About this exercise
In the forum thread about walking dogs, reproduce the passage that runs from "This is why" up to and including "(Mar 20, 2006)".

How scary! I'm glad you are both okay. I do have to say though that the second scolding was definitely lost on her and she was likely confused as to why she was being scolded since so much time had passed since the incident.

This is why my dogs walk with a prong. Both can walk without it but Raven especially is much stronger than me and it's extra assurance that if for some reason she tries to go somewhere without me, I'll have control. I'm not sure an e-collar would have helped you in that situation since you were caught so off guard, you'd be struggling to push the button while struggling to catch your balance.


----------



## msvette2u (Mar 20, 2006)

I don't have advice other than...don't scold her after she's obeyed a command...


----------



## Stella's Mom (Mar 8, 2011)

gsdraven said:


> How scary! I'm glad you are both okay. I do have to say though that the second scolding was definitely lost on her and she was likely confused as to why she was being scolded since so much time had passed since the incident.

(Point localization data)

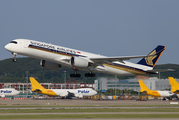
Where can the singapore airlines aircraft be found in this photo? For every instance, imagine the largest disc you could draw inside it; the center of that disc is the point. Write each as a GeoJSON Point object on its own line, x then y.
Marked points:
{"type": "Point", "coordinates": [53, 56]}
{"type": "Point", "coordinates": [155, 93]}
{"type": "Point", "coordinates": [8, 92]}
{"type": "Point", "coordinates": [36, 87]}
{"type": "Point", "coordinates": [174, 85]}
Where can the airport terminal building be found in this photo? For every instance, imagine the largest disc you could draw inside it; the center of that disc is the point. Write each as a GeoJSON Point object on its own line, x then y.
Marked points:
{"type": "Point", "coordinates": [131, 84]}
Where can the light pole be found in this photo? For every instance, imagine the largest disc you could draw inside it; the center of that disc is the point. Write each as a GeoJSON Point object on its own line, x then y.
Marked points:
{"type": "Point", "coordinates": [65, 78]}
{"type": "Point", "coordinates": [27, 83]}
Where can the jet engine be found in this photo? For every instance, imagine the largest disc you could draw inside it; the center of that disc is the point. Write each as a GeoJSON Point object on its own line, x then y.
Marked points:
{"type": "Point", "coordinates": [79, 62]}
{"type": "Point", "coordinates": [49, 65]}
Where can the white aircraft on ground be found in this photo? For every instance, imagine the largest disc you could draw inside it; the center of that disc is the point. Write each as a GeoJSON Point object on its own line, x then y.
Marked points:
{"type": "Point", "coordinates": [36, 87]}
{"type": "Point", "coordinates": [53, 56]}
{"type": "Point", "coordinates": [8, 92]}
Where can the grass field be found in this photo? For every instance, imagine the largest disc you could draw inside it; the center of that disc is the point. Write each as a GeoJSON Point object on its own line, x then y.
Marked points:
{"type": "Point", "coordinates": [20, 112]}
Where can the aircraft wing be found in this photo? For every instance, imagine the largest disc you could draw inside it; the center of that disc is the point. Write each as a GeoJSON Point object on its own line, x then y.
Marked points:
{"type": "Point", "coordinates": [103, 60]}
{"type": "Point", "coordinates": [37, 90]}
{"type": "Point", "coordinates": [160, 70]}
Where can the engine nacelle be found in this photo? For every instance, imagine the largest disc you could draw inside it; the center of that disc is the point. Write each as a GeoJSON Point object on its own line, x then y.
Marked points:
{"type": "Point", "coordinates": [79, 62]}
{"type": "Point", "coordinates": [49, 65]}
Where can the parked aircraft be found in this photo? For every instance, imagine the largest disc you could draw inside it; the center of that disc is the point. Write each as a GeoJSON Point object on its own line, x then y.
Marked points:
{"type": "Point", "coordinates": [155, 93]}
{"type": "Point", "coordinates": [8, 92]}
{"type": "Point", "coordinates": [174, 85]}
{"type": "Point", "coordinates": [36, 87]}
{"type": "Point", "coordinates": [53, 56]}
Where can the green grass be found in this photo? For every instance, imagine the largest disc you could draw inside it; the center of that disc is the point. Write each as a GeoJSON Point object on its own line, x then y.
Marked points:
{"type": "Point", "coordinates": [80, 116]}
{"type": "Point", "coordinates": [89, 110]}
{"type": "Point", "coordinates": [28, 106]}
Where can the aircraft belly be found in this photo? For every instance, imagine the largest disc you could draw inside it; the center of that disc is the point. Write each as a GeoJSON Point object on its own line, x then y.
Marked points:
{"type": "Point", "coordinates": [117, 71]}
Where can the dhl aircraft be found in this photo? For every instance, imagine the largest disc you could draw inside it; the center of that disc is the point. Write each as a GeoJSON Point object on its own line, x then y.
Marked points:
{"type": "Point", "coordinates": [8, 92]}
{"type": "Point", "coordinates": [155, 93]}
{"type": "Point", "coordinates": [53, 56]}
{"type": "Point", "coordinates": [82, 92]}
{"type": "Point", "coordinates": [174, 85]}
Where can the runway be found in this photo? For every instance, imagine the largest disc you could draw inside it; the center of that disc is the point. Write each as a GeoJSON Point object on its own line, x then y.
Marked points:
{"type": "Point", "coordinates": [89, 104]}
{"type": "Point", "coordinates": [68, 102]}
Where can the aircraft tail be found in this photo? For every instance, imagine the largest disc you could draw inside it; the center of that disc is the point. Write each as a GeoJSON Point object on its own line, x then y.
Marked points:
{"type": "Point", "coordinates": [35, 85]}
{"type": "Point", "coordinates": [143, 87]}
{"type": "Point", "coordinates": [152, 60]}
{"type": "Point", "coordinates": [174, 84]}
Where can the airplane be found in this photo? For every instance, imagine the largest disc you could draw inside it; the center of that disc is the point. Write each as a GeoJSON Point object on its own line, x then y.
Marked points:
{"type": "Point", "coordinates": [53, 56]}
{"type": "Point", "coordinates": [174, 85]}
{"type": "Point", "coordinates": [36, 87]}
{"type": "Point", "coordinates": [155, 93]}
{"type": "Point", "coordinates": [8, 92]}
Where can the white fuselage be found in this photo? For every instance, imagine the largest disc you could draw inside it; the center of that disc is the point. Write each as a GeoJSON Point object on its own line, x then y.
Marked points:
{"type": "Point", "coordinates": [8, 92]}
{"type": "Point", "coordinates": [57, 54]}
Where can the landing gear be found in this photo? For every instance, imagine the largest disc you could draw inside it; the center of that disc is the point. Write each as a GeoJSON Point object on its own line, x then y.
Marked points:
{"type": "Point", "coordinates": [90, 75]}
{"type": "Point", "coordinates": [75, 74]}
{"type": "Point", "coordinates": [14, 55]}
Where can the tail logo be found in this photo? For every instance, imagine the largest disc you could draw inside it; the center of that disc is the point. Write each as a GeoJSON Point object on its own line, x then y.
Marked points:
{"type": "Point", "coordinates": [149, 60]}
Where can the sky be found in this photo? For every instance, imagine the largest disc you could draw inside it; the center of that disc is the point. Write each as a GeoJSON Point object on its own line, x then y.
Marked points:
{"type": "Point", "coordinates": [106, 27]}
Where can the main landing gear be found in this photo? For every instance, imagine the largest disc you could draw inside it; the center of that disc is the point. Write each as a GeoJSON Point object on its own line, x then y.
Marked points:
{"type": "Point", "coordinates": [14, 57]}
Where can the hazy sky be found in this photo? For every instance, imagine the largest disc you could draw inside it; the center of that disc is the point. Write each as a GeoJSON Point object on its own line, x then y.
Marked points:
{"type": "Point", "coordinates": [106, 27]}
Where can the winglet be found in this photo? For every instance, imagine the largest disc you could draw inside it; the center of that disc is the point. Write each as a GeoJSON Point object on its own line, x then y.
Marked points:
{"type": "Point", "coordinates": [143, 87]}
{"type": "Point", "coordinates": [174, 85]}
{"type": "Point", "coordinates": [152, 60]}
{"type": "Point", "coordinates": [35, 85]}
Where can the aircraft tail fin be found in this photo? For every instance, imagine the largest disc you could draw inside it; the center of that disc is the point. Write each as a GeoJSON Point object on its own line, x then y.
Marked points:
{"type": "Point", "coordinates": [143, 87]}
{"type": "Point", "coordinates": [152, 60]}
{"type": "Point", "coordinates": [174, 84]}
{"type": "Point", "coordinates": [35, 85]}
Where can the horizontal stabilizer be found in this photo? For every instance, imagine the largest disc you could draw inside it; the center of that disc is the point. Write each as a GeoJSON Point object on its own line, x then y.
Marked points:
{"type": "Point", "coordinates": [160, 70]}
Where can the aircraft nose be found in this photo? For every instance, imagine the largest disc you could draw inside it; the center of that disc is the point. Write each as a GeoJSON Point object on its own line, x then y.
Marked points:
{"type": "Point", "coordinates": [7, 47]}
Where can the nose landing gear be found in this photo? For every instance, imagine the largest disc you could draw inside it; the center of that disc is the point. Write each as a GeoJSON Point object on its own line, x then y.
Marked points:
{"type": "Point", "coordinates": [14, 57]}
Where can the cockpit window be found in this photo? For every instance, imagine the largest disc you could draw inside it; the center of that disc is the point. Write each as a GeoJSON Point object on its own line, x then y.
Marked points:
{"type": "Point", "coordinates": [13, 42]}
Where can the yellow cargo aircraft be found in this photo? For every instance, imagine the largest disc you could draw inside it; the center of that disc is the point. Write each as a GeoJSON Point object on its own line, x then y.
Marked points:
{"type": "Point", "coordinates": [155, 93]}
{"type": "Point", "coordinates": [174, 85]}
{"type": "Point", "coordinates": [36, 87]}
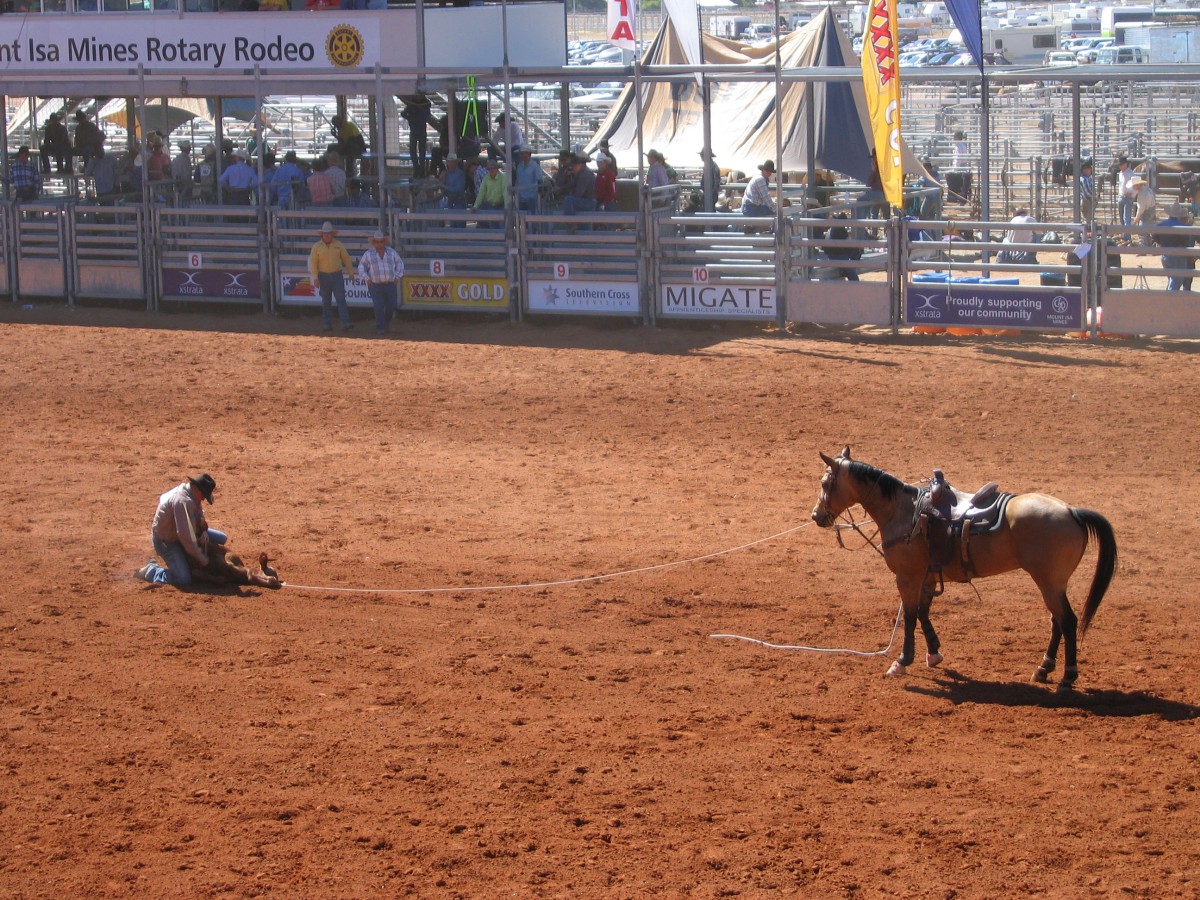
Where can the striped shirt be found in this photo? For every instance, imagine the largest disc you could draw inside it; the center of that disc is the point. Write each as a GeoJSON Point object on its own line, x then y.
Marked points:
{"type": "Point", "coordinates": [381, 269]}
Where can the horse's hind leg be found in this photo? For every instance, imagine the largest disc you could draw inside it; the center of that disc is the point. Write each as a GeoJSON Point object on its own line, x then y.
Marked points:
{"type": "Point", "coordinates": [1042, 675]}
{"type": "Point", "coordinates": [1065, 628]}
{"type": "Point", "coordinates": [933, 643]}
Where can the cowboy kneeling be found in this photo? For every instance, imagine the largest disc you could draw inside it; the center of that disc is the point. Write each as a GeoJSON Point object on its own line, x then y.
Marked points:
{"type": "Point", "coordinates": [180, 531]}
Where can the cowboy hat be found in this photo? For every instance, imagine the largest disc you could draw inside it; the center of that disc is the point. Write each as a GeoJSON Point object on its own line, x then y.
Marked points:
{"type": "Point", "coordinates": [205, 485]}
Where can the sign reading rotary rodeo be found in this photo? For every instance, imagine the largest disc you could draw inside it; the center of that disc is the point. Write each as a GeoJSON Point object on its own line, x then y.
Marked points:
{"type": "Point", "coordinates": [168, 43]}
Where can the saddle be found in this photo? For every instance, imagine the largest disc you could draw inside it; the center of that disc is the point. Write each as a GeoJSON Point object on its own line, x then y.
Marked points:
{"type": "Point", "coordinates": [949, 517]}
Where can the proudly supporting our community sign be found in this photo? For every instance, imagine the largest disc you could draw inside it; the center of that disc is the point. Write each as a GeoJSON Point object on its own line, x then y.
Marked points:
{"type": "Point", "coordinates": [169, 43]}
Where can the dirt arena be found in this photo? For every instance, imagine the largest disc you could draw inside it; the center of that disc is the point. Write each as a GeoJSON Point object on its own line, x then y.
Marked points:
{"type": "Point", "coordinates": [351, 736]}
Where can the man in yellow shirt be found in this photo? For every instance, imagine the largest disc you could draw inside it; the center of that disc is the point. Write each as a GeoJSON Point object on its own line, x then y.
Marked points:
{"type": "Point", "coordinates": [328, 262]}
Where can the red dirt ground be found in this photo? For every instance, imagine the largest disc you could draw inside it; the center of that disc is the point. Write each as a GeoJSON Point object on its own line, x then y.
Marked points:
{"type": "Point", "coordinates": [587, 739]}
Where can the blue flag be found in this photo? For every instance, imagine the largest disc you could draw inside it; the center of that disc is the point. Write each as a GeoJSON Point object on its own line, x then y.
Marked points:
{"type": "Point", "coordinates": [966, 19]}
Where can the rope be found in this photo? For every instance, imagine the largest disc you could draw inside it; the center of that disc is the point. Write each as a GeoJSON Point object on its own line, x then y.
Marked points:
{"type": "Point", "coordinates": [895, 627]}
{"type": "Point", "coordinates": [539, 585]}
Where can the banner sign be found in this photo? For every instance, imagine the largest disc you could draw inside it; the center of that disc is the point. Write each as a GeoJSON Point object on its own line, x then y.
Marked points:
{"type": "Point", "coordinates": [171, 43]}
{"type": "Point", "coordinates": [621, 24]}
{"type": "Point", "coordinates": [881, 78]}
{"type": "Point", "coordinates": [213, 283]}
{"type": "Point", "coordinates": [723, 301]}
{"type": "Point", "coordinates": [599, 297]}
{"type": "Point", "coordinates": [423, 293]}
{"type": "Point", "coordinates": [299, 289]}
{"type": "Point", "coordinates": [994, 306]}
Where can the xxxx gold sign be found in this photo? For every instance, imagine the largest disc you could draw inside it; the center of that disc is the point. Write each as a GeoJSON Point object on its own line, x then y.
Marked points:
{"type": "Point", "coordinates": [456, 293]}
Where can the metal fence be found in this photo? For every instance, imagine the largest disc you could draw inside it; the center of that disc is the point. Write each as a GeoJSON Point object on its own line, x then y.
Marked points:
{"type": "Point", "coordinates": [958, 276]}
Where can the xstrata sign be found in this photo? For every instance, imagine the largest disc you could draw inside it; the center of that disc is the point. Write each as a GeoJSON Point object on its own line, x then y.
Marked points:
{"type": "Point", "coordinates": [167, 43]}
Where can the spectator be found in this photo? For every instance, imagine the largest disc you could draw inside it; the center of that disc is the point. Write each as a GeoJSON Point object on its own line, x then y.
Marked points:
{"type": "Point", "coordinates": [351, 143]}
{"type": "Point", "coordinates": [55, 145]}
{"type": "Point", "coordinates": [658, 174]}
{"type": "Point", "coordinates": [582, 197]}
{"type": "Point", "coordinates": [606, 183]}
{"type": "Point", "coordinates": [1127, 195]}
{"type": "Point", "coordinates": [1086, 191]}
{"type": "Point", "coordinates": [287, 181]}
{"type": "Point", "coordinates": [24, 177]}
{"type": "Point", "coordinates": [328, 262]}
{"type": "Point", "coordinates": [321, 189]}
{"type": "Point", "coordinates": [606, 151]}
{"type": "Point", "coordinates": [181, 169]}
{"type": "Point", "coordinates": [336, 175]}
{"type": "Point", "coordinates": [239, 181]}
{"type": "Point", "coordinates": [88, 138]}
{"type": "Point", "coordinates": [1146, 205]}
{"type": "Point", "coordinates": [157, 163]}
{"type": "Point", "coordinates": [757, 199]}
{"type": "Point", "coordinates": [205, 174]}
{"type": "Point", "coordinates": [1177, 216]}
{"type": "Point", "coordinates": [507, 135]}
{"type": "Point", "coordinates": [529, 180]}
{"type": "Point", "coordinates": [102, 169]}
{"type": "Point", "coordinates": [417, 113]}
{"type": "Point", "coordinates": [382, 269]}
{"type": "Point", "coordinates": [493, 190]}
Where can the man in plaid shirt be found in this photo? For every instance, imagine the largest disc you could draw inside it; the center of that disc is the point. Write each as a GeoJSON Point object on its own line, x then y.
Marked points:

Task result
This is why my dogs walk with a prong. Both can walk without it but Raven especially is much stronger than me and it's extra assurance that if for some reason she tries to go somewhere without me, I'll have control. I'm not sure an e-collar would have helped you in that situation since you were caught so off guard, you'd be struggling to push the button while struggling to catch your balance.


----------



## msvette2u (Mar 20, 2006)